DATASET EXCERPTS
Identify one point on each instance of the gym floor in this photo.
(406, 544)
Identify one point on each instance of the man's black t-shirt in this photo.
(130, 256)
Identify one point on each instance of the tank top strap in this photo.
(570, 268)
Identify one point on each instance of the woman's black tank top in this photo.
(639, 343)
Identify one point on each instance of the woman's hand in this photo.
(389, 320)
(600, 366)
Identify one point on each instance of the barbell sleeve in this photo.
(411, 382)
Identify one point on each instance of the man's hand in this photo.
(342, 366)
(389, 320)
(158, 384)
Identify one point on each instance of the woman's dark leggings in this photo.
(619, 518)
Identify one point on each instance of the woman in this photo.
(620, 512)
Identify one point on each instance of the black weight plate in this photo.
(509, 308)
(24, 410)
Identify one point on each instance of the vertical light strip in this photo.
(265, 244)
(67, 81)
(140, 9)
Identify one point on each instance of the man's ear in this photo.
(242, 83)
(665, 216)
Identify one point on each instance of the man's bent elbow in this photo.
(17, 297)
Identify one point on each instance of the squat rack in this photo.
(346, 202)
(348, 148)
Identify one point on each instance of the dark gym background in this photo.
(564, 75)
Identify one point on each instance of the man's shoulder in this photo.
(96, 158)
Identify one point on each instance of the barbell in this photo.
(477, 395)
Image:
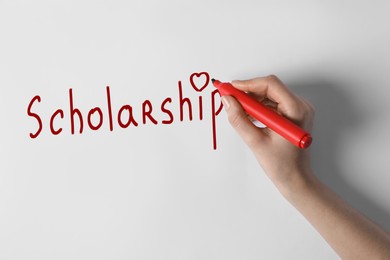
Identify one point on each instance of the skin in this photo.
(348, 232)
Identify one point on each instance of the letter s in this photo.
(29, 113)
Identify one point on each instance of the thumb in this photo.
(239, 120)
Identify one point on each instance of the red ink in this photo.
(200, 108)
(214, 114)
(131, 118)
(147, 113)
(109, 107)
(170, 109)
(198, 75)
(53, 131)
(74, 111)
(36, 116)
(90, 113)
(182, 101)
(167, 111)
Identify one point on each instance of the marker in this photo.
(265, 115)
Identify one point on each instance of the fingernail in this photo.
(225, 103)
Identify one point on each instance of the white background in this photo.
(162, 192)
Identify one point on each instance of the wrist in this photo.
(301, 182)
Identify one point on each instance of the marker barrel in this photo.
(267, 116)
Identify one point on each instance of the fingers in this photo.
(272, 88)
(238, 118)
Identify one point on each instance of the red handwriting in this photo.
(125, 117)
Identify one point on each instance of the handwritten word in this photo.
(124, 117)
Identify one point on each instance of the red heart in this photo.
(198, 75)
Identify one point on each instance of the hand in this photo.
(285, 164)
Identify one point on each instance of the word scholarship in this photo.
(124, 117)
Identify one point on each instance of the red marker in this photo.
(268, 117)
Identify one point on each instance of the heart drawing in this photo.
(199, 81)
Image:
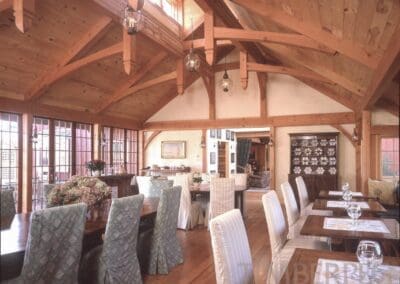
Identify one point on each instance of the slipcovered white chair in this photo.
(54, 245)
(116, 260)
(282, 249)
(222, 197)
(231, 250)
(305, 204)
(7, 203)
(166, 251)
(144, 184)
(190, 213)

==

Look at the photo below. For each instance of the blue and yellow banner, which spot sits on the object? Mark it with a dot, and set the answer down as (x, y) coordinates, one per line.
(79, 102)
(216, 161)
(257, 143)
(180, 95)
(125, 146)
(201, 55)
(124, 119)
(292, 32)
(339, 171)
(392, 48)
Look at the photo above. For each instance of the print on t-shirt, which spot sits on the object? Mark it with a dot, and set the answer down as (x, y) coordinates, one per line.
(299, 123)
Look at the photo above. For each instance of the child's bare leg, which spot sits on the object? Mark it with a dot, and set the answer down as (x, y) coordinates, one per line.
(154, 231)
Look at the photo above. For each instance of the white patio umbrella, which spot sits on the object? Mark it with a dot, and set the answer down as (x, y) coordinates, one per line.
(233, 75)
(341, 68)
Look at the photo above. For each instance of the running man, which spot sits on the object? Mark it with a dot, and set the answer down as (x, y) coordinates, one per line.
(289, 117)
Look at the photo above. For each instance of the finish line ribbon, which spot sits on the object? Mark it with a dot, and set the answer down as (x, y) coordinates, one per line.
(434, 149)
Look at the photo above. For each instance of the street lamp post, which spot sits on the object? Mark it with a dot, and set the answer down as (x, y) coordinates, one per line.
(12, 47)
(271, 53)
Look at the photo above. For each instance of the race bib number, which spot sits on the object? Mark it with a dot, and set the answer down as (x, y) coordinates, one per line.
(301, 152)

---

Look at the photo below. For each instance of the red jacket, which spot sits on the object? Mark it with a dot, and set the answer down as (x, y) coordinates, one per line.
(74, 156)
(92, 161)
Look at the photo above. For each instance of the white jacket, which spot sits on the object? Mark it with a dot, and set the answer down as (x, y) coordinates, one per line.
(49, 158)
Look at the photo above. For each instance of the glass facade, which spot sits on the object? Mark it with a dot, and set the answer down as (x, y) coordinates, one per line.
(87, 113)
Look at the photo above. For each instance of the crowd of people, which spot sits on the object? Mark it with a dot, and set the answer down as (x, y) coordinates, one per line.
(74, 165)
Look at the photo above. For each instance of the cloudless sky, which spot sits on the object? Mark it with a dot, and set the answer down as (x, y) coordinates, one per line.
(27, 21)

TO DO
From the material above, extract every line in which the word "shirt" appears, and reproduce each such line in full.

THE OUTPUT
Identify one point on each instance of the man's black t-shirt in this photo.
Look at the photo above. For each instance of the print on t-shirt, which spot sits on the object? Mark it with a dot, and set the answer down as (x, y) coordinates, one per line.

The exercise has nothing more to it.